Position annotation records
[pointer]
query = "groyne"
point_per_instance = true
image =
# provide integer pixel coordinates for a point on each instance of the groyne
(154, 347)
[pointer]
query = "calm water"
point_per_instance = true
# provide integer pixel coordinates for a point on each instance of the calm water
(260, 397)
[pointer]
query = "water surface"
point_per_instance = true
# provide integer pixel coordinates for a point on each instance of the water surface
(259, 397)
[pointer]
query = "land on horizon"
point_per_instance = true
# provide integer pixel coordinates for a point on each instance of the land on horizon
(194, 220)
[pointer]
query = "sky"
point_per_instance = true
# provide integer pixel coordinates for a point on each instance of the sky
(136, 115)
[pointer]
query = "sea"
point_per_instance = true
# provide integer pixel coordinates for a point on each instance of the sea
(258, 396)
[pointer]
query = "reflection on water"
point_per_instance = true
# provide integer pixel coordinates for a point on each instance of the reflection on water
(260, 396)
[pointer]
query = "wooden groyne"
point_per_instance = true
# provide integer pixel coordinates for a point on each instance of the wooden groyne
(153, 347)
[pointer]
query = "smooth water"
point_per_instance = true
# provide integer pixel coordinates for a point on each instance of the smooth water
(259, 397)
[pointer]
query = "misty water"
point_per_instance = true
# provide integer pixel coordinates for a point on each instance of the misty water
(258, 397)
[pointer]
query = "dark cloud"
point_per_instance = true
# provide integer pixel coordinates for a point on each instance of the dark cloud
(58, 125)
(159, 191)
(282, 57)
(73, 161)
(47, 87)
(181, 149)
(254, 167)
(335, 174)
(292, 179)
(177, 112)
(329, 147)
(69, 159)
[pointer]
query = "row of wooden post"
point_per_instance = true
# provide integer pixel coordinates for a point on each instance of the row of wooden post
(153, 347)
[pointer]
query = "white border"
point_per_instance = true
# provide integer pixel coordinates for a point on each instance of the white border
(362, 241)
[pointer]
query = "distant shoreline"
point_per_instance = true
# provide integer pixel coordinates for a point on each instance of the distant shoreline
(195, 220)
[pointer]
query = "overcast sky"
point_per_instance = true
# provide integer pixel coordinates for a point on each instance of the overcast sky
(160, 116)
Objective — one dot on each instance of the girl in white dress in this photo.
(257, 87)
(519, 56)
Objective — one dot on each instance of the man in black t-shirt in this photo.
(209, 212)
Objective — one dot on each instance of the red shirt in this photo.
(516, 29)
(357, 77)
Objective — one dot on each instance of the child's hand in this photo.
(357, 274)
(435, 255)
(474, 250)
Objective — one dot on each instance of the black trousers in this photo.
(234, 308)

Exercise instructions
Output only the lines from the one holding "Objective — one dot on each instance of the girl" through the last line above, exactly as they appear.

The result
Objective — one dot on each instance of the girl in white dress in this photo.
(257, 87)
(519, 56)
Objective — one dot on each instance of the man in black t-shirt in this photo.
(209, 212)
Objective — one dot on each instance of the red shirt in this photo.
(516, 29)
(357, 77)
Objective — one dot on each instance of the child's hand in this photo.
(357, 274)
(435, 255)
(474, 250)
Objective — one dot on each instance of the black trousers in this photo.
(234, 308)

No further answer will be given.